- _Selected text_
○ ○ ○

Was Baldwin’s implication that she was Hispanic comparable to trans-racial scandals? Could her impersonation be considered cultural appropriation?

Baldwin’s impersonation as a native Spaniard has been criticized as unethical due to the underlying implication that she is a Hispanic immigrant. Onlookers have compared Baldwin’s Spanish self-identification as comparable to those who self-identify as a different race. Is it fair, for example, to compare Hilaria Baldwin to Rachel Dolezal? While not the first instance, the exposure of the ex-NAACP chapter President, Rachel Dolezal, brought trans-racial topics into the modern consciousness. Some have compared Baldwin’s trans-national identity to Dolezal’s trans-racial identity. To others, Baldwin’s Spanish identity may have played on ethnicity and language but should not be seen as comparable to trans-racial scandals. (Baldwin has clarified that she is white, and many native Spaniards are also white.)

If Baldwin is not claiming to be a different race, why do so many people find her self-proclaimed Spanish identity and allegedly fake accent racially dishonest and unethical? Baldwin’s accented English and Spanish self-identification have effectively mimicked a Hispanic identity, which, according to the U.S. Census Bureau, denotes “a person of Cuban, Mexican, Puerto Rican, South or Central American, or other Spanish culture or origin regardless of race.” Discriminatory attitudes toward Hispanic people have permeated U.S. culture for hundreds of years. Much of this oppression was directed in the form of racism toward indigenous people and Latin Americans who spoke Spanish. Hispanophobia, or the “fear, distrust of, aversion to, hatred of, or discrimination against the Spanish language, Hispanic people, and/or Hispanic culture” is well-documented in the U.S. Though today 65% of Hispanic people in America are white, the notion that Hispanic denotes race is still common. Experts, such as Dr. Jhonni Carr, have contended that Hispanophobia is less about language, and more about “the association of language with race, with socioeconomic status, and a lot of times with cultural values.” One modern example of associating Hispanic identity with race occurred in February 2020, when the Academy of Motion Picture Arts and Sciences mistakenly labeled Spaniard Antonio Banderas as a person of color. It should also be noted that many self-identifying Hispanic people consider their Hispanic background as part of their racial background.

○ ○ ○

Dataset records
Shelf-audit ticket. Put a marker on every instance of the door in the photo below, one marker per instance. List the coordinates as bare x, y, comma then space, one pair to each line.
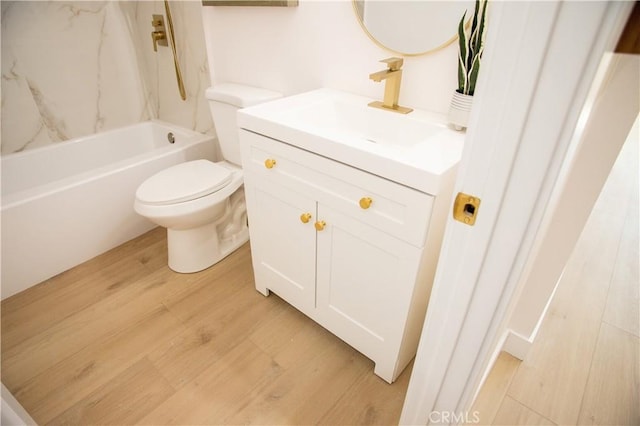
283, 242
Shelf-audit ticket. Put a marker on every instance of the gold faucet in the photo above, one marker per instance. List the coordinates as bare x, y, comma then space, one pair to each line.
392, 76
159, 34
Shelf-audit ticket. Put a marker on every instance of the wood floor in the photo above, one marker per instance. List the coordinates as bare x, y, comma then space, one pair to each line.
584, 366
121, 339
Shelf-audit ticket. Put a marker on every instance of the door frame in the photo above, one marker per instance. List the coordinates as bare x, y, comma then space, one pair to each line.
540, 60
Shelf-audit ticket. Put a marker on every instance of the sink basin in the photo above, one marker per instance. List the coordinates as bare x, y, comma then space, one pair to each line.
335, 114
415, 149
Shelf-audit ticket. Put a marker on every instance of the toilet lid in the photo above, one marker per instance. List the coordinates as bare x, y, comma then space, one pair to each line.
183, 182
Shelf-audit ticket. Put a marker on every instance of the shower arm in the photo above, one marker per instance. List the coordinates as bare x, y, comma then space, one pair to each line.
172, 40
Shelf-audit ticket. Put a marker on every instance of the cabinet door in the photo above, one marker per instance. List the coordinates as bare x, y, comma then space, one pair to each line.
364, 286
282, 244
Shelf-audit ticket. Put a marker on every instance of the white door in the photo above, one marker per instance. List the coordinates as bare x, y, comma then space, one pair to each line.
365, 280
538, 73
283, 242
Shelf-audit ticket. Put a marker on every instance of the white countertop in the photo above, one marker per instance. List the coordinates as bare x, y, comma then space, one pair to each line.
311, 122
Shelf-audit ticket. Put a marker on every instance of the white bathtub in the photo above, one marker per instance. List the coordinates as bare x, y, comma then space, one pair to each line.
66, 203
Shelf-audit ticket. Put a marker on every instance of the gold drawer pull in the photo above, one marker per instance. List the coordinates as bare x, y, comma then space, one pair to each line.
365, 202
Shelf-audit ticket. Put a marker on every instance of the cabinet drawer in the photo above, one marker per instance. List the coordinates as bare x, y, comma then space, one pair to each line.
393, 208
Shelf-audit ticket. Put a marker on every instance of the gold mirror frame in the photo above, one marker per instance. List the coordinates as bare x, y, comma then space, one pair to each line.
358, 14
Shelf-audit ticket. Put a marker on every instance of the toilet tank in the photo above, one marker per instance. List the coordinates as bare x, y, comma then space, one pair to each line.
224, 101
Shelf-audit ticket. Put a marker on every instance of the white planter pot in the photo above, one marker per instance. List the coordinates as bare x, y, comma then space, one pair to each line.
459, 110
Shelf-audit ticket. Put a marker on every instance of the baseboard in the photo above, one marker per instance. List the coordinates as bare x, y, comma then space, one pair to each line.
516, 344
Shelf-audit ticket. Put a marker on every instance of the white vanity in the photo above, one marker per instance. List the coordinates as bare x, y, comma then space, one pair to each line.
347, 206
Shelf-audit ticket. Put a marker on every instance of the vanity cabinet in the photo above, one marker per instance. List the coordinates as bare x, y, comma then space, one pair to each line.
351, 250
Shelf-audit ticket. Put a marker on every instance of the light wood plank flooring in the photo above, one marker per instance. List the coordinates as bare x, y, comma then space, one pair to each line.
122, 339
584, 366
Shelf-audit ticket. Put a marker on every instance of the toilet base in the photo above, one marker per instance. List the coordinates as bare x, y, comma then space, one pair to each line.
193, 250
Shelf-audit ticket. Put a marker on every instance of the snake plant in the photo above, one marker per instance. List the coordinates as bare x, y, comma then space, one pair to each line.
471, 49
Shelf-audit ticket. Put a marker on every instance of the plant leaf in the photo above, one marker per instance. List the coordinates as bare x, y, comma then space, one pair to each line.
463, 80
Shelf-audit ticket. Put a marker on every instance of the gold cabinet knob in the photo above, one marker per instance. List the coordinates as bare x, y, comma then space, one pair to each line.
365, 202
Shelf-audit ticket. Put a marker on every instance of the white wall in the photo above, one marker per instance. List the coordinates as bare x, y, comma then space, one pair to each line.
317, 44
609, 114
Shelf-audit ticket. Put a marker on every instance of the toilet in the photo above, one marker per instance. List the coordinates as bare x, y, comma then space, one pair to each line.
201, 203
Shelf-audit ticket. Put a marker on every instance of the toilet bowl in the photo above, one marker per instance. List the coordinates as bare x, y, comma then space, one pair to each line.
201, 203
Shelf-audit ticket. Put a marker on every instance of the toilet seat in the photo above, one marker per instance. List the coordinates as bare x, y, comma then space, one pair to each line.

○ ○ ○

- _What you will do_
Condense the passage about Hilaria Baldwin's Spanish self-identification into two sentences.

- _Exercise response_
Baldwin's impersonation of a native Spaniard has been criticized as unethical, and while some compare her trans-national identity to Rachel Dolezal's trans-racial identity, others say it should not be seen as comparable, since Baldwin has clarified that she is white. Her accent and self-identification effectively mimicked a Hispanic identity, and because Hispanophobia is well-documented in the U.S. and the notion that Hispanic denotes race is still common, many people find her claims racially dishonest.